--- Consigne ---
Recopiez à l'identique les lignes allant de celle qui contient « Find toy drum. » jusqu'à celle qui contient « left=94, top=53, right=129, bottom=69 », ces deux lignes comprises.
.....
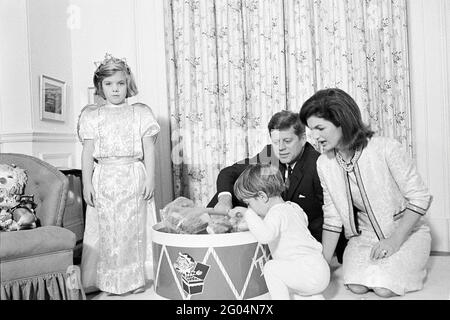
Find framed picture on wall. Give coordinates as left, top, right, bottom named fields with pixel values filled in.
left=40, top=75, right=67, bottom=122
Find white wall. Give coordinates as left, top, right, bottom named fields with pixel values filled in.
left=0, top=0, right=32, bottom=136
left=408, top=0, right=450, bottom=252
left=0, top=0, right=173, bottom=212
left=0, top=0, right=75, bottom=167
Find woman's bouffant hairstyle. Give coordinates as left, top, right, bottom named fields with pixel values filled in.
left=233, top=164, right=285, bottom=201
left=93, top=54, right=138, bottom=99
left=267, top=110, right=305, bottom=137
left=300, top=88, right=374, bottom=150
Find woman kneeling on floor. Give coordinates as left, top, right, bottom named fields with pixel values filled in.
left=300, top=89, right=432, bottom=298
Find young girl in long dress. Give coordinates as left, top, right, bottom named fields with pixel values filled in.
left=78, top=55, right=160, bottom=294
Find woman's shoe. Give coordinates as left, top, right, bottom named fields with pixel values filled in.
left=131, top=287, right=145, bottom=294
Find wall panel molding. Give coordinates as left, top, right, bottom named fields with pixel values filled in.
left=408, top=0, right=450, bottom=252
left=38, top=152, right=73, bottom=168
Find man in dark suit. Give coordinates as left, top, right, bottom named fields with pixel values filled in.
left=208, top=110, right=345, bottom=260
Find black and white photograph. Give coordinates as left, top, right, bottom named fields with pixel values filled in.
left=40, top=75, right=67, bottom=122
left=0, top=0, right=450, bottom=308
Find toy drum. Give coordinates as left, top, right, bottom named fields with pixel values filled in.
left=152, top=223, right=270, bottom=300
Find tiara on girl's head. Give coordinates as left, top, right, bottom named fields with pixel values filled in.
left=94, top=53, right=129, bottom=69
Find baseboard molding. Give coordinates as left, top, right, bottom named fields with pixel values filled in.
left=430, top=251, right=450, bottom=257
left=0, top=132, right=77, bottom=143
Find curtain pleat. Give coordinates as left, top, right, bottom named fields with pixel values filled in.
left=165, top=0, right=412, bottom=205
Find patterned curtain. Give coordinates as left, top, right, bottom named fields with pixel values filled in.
left=165, top=0, right=411, bottom=205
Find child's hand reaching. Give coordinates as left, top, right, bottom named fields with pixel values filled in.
left=228, top=207, right=248, bottom=218
left=142, top=179, right=155, bottom=200
left=83, top=184, right=95, bottom=207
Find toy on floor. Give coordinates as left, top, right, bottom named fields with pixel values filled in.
left=161, top=197, right=248, bottom=234
left=0, top=164, right=38, bottom=231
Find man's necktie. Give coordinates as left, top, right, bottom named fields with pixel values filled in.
left=285, top=164, right=292, bottom=191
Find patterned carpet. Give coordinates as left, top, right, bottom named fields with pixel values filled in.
left=87, top=255, right=450, bottom=300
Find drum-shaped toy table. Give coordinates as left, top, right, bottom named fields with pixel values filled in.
left=152, top=223, right=270, bottom=300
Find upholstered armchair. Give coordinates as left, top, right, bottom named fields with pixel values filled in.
left=0, top=153, right=85, bottom=300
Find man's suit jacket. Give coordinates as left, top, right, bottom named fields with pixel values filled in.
left=208, top=142, right=323, bottom=241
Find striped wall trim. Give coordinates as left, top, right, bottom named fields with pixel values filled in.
left=322, top=224, right=342, bottom=233
left=355, top=163, right=386, bottom=240
left=342, top=170, right=359, bottom=235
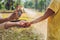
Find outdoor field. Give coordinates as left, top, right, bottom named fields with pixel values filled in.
left=0, top=0, right=50, bottom=40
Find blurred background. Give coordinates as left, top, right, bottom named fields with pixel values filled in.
left=0, top=0, right=51, bottom=40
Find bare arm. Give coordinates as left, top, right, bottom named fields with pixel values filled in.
left=31, top=8, right=55, bottom=24
left=0, top=18, right=9, bottom=23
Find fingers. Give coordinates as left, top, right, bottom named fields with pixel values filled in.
left=20, top=21, right=31, bottom=28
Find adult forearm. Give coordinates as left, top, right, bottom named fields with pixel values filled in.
left=31, top=16, right=47, bottom=24
left=5, top=22, right=18, bottom=28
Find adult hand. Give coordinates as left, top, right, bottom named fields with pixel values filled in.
left=18, top=21, right=31, bottom=28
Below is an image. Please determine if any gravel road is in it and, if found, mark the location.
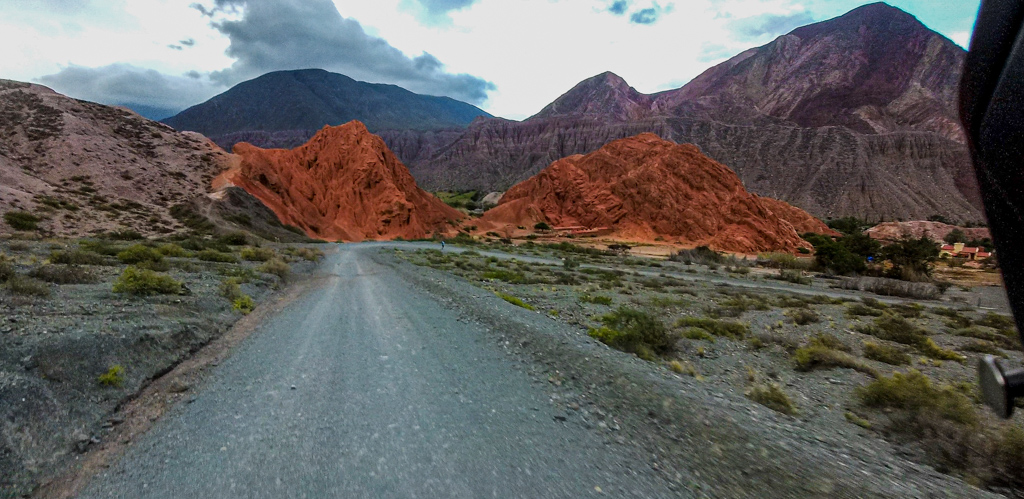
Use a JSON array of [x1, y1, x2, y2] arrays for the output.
[[81, 245, 679, 498]]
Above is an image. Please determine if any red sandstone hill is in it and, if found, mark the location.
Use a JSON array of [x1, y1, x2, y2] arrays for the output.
[[476, 133, 829, 253], [216, 121, 464, 241]]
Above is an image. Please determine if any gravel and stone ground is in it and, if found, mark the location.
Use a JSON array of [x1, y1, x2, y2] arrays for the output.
[[0, 239, 314, 497], [66, 243, 1016, 497]]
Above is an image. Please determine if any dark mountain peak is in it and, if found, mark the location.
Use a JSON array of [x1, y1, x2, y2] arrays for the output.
[[165, 69, 490, 138], [529, 71, 651, 121], [790, 2, 932, 40]]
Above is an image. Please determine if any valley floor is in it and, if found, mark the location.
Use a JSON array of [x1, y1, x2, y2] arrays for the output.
[[49, 243, 1019, 497]]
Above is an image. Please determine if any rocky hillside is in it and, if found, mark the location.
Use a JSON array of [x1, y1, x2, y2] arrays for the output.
[[397, 3, 982, 221], [164, 70, 490, 145], [476, 133, 828, 253], [214, 121, 464, 241], [0, 80, 227, 236]]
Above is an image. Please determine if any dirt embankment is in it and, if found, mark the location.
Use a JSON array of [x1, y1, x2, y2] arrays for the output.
[[0, 240, 323, 497]]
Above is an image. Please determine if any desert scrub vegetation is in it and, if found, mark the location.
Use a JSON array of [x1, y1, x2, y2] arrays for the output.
[[29, 264, 97, 284], [864, 341, 911, 366], [785, 308, 821, 326], [0, 258, 14, 283], [157, 243, 188, 258], [838, 277, 941, 300], [676, 317, 751, 340], [580, 293, 611, 306], [113, 266, 182, 296], [854, 314, 966, 362], [256, 258, 292, 281], [118, 244, 164, 265], [49, 250, 106, 265], [242, 247, 278, 261], [196, 249, 239, 263], [793, 333, 879, 376], [589, 306, 676, 361], [495, 293, 536, 310], [96, 365, 125, 388], [855, 370, 1024, 489], [3, 210, 43, 231], [231, 294, 256, 316], [744, 383, 800, 416], [285, 248, 324, 261], [3, 275, 50, 298]]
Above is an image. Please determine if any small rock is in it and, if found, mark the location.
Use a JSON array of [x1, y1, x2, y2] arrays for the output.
[[167, 379, 190, 393]]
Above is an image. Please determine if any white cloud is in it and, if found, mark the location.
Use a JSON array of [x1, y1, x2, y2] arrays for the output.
[[949, 31, 971, 48], [0, 0, 969, 118]]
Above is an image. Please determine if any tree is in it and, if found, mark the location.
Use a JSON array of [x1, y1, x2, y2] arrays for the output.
[[882, 236, 939, 280], [942, 228, 967, 244], [825, 216, 871, 235], [814, 240, 867, 276], [839, 234, 882, 260]]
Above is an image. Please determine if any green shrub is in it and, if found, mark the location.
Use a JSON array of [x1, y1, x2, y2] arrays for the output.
[[50, 250, 106, 265], [3, 210, 42, 231], [775, 269, 811, 285], [864, 341, 911, 366], [918, 338, 967, 363], [103, 228, 143, 241], [196, 249, 239, 263], [856, 370, 978, 425], [481, 268, 526, 284], [580, 294, 611, 306], [157, 243, 188, 258], [496, 293, 536, 310], [793, 341, 878, 376], [118, 244, 164, 265], [676, 317, 751, 340], [590, 306, 676, 360], [285, 248, 324, 261], [242, 248, 278, 261], [4, 275, 50, 298], [256, 258, 292, 280], [0, 260, 14, 283], [974, 311, 1017, 331], [785, 308, 821, 326], [744, 383, 800, 416], [217, 232, 249, 246], [683, 328, 715, 343], [220, 278, 242, 301], [953, 326, 1021, 349], [231, 294, 256, 316], [96, 365, 125, 388], [78, 241, 125, 256], [961, 339, 1007, 358], [113, 266, 182, 296], [29, 264, 97, 284]]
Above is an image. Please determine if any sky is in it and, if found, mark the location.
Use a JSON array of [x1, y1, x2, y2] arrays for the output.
[[0, 0, 980, 120]]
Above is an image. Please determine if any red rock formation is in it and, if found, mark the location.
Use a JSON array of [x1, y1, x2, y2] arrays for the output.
[[475, 133, 823, 253], [218, 121, 464, 241], [758, 196, 842, 237]]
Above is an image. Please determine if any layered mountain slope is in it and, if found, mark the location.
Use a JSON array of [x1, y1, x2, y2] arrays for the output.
[[476, 133, 828, 253], [654, 3, 966, 141], [397, 4, 983, 221], [214, 121, 464, 241], [164, 70, 490, 142], [0, 80, 227, 236]]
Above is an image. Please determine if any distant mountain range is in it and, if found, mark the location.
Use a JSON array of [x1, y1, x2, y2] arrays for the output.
[[159, 3, 983, 221], [163, 70, 490, 139]]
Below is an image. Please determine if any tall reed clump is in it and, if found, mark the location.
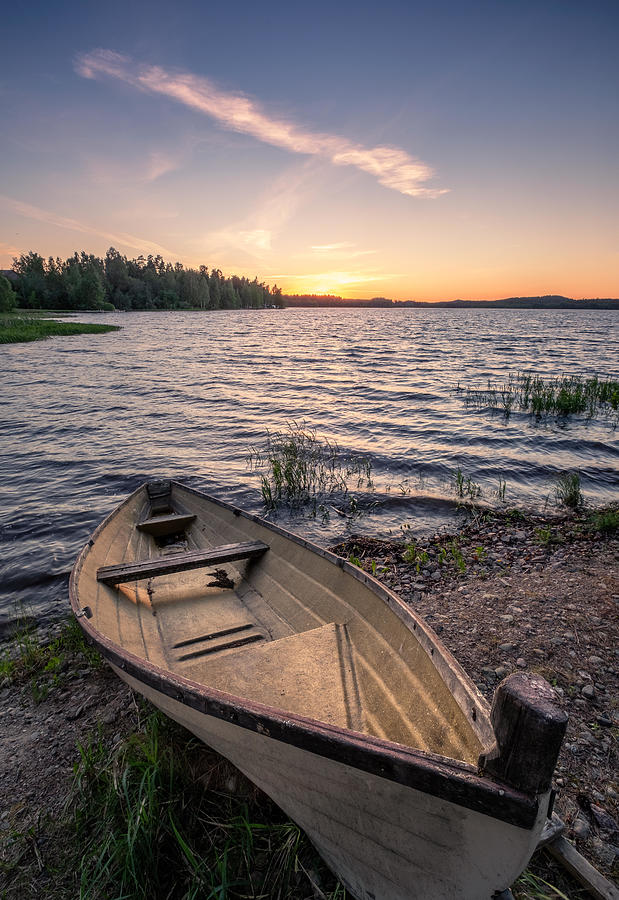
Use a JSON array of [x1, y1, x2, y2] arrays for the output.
[[248, 422, 372, 513], [554, 472, 584, 509], [458, 372, 619, 424], [70, 712, 345, 900], [0, 316, 120, 344]]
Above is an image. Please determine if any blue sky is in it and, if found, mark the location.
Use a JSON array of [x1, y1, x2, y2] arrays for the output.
[[0, 0, 619, 299]]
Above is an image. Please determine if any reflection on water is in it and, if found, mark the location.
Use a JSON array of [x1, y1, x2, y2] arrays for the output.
[[0, 309, 619, 615]]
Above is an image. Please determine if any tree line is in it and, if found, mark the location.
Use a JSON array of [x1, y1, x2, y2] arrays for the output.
[[0, 247, 284, 310]]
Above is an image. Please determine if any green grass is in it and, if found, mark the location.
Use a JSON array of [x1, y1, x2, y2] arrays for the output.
[[453, 467, 482, 502], [0, 315, 120, 344], [0, 621, 584, 900], [37, 706, 346, 900], [458, 372, 619, 423], [248, 422, 372, 517], [0, 615, 101, 703], [554, 472, 584, 509]]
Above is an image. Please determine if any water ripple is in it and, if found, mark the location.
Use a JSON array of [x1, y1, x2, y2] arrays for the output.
[[0, 309, 619, 616]]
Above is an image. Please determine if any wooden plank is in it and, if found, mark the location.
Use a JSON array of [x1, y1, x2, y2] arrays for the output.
[[97, 541, 269, 585], [545, 837, 619, 900], [135, 513, 196, 537]]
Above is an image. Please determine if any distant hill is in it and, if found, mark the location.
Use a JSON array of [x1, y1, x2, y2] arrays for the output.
[[282, 294, 619, 309]]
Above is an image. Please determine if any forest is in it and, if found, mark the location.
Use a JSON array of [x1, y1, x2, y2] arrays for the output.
[[3, 247, 284, 310]]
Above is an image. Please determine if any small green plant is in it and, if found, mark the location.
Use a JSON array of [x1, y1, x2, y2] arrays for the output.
[[0, 612, 102, 702], [0, 316, 120, 344], [402, 542, 417, 563], [554, 472, 584, 509], [458, 372, 619, 424], [454, 468, 481, 501], [496, 475, 507, 503], [534, 526, 552, 547], [247, 422, 372, 521], [448, 538, 466, 572]]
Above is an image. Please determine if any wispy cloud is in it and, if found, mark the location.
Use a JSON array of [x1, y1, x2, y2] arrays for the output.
[[0, 194, 174, 258], [205, 161, 316, 259], [75, 49, 446, 197], [0, 241, 23, 264], [311, 241, 378, 259], [269, 271, 399, 294]]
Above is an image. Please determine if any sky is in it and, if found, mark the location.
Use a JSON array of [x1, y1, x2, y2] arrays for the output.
[[0, 0, 619, 300]]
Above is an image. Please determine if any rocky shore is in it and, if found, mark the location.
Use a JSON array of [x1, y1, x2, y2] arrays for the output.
[[333, 513, 619, 876], [0, 512, 619, 898]]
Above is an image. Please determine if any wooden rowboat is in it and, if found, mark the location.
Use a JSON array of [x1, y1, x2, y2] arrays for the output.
[[70, 481, 566, 900]]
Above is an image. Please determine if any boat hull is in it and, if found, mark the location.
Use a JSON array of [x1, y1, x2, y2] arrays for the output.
[[70, 482, 565, 900], [112, 665, 548, 900]]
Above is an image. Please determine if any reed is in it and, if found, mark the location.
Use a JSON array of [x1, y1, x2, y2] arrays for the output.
[[554, 472, 584, 509], [457, 372, 619, 423], [247, 422, 372, 515], [453, 467, 482, 502], [0, 316, 120, 344]]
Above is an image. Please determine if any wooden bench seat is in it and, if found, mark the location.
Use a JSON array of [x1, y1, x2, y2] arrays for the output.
[[97, 541, 269, 585], [135, 513, 196, 537]]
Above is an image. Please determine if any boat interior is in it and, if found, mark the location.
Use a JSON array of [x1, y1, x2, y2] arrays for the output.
[[76, 481, 492, 764]]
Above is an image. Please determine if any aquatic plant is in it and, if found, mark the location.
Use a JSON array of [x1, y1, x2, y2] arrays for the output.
[[248, 422, 372, 515], [457, 372, 619, 424], [554, 472, 584, 509], [453, 467, 482, 501], [0, 316, 120, 344]]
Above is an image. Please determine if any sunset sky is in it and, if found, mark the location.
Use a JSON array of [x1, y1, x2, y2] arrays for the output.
[[0, 0, 619, 300]]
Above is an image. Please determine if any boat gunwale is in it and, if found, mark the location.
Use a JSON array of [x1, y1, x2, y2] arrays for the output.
[[69, 481, 539, 829]]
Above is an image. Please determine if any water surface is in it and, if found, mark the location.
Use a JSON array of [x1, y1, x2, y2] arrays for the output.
[[0, 309, 619, 617]]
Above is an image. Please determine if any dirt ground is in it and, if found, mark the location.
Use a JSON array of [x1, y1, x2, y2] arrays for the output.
[[334, 516, 619, 877], [0, 506, 619, 893]]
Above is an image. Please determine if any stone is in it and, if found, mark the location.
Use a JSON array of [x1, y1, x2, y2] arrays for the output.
[[591, 803, 619, 835], [572, 816, 591, 841]]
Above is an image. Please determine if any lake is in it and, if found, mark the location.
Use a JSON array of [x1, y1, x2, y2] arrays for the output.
[[0, 309, 619, 619]]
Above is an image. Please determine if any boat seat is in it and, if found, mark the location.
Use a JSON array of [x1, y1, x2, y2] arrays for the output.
[[135, 513, 196, 537], [182, 622, 363, 731], [97, 541, 269, 586]]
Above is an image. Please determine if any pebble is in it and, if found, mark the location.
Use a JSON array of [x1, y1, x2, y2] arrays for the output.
[[572, 816, 591, 841], [591, 803, 619, 834]]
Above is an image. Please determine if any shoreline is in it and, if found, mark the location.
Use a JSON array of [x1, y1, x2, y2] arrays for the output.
[[0, 508, 619, 900]]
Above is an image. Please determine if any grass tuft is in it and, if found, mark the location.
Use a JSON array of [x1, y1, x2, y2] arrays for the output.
[[248, 422, 372, 517], [69, 711, 346, 900], [0, 316, 120, 344], [554, 472, 584, 509], [458, 372, 619, 424]]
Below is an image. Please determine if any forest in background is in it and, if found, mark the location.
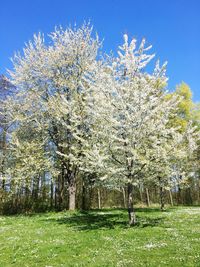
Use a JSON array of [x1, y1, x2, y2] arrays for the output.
[[0, 25, 200, 224]]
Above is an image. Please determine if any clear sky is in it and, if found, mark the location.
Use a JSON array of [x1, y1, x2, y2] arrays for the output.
[[0, 0, 200, 101]]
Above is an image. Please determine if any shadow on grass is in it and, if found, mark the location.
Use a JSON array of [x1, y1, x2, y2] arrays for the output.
[[48, 210, 163, 231]]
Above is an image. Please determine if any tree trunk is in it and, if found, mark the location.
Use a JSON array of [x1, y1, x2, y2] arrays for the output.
[[169, 190, 174, 206], [68, 173, 76, 210], [122, 187, 127, 208], [160, 186, 165, 211], [146, 188, 150, 207], [97, 188, 101, 210], [128, 183, 136, 226], [1, 129, 6, 190], [50, 177, 53, 209]]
.....
--- Tâche réalisée ---
Find toy drum. Give coordinates as left, top, right, bottom named fields with pixel values filled in.
left=152, top=223, right=270, bottom=300
Find tiara on girl's head. Give coordinates as left, top, right, bottom named fields with pixel values filled in.
left=94, top=53, right=129, bottom=69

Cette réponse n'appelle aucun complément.